■ Exercise data ■
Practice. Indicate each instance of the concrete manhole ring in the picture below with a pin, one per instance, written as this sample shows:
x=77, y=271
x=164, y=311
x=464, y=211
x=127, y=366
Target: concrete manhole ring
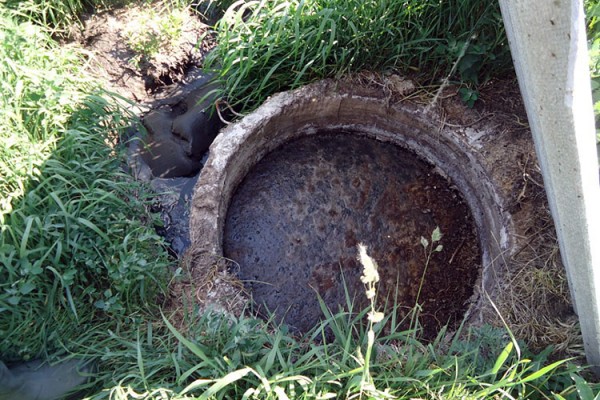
x=246, y=205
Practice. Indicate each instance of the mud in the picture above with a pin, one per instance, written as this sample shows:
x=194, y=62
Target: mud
x=295, y=221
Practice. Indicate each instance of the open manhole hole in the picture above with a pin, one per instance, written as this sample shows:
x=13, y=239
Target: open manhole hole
x=294, y=223
x=289, y=191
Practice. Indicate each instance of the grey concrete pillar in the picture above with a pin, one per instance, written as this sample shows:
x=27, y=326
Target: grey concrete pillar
x=548, y=44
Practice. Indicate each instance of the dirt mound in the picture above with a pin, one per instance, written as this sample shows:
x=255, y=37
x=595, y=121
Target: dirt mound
x=137, y=55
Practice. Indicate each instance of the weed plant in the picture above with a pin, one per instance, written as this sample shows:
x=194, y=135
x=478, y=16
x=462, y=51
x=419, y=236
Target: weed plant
x=74, y=251
x=224, y=357
x=268, y=46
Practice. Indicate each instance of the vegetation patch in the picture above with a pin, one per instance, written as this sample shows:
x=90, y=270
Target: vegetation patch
x=82, y=271
x=73, y=249
x=266, y=47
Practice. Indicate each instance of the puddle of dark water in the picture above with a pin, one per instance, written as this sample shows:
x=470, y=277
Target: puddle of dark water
x=295, y=220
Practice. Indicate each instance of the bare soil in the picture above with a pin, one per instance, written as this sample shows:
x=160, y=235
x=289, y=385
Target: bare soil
x=533, y=292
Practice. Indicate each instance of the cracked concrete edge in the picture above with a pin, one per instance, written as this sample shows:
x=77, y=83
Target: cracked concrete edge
x=459, y=154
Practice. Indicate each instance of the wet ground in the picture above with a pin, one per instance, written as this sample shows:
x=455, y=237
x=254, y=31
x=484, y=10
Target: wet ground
x=295, y=221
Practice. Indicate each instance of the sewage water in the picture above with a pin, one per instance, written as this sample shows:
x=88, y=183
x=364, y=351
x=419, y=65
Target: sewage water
x=294, y=223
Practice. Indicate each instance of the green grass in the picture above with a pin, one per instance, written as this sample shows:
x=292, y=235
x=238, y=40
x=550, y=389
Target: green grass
x=73, y=250
x=268, y=46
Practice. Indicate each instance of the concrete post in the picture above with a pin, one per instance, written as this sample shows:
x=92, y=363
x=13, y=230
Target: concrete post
x=548, y=44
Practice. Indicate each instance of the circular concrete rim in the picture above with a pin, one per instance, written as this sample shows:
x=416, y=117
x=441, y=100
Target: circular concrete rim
x=325, y=106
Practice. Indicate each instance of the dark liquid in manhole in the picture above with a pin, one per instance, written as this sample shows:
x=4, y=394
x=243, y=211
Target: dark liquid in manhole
x=294, y=223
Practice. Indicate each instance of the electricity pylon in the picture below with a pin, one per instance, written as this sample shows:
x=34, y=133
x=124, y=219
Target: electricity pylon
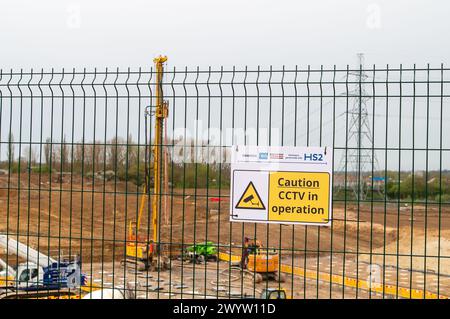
x=358, y=161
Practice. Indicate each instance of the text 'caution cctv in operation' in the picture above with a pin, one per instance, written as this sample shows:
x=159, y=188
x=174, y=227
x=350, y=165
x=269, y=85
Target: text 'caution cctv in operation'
x=284, y=185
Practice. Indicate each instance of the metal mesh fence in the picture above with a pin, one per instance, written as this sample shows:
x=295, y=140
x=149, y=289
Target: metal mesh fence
x=76, y=160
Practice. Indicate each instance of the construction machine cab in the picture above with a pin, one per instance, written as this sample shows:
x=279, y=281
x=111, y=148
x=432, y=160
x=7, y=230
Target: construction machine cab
x=29, y=274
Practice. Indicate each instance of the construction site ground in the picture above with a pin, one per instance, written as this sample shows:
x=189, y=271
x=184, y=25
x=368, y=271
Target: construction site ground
x=408, y=245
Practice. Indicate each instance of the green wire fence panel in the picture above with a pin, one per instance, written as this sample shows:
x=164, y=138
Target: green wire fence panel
x=77, y=163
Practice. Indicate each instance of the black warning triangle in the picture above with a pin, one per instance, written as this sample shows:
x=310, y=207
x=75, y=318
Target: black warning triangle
x=250, y=199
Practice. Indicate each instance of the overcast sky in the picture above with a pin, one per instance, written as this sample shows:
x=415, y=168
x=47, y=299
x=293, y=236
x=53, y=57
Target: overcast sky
x=57, y=33
x=101, y=33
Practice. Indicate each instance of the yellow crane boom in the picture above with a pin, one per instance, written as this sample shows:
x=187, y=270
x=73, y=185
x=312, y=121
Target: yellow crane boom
x=138, y=249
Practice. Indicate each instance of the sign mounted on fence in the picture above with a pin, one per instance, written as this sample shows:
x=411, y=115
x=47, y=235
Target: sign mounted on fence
x=282, y=185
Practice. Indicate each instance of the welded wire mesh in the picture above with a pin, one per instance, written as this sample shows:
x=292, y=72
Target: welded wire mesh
x=76, y=152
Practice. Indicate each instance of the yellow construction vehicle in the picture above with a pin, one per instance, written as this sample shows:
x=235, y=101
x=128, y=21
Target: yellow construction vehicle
x=273, y=293
x=141, y=251
x=262, y=262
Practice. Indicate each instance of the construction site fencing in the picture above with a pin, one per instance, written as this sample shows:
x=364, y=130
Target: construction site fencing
x=76, y=152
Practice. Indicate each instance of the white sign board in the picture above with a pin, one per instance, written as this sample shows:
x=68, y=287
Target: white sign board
x=281, y=185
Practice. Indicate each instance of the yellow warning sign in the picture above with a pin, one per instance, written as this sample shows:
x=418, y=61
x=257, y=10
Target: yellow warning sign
x=299, y=197
x=250, y=199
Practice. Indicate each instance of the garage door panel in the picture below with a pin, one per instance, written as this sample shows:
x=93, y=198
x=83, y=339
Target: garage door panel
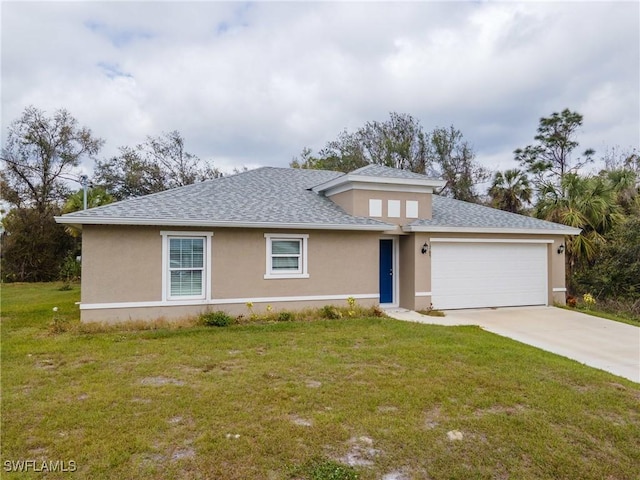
x=475, y=275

■ Work to be completed ■
Each line that contains "below" is to be copied from the listing above.

■ Written response ■
Practice. Indicate each instance of the concrete manhole ring in the picture below with a pin, one per instance, written as this sample shows:
Practice. Indicate each instance of the electricity pylon in the picture below with a pin, one per instance, written as this sample shows:
Practice. Indicate each instance of the garage door panel in the picture below with a pin, one per instance, written as this sample shows:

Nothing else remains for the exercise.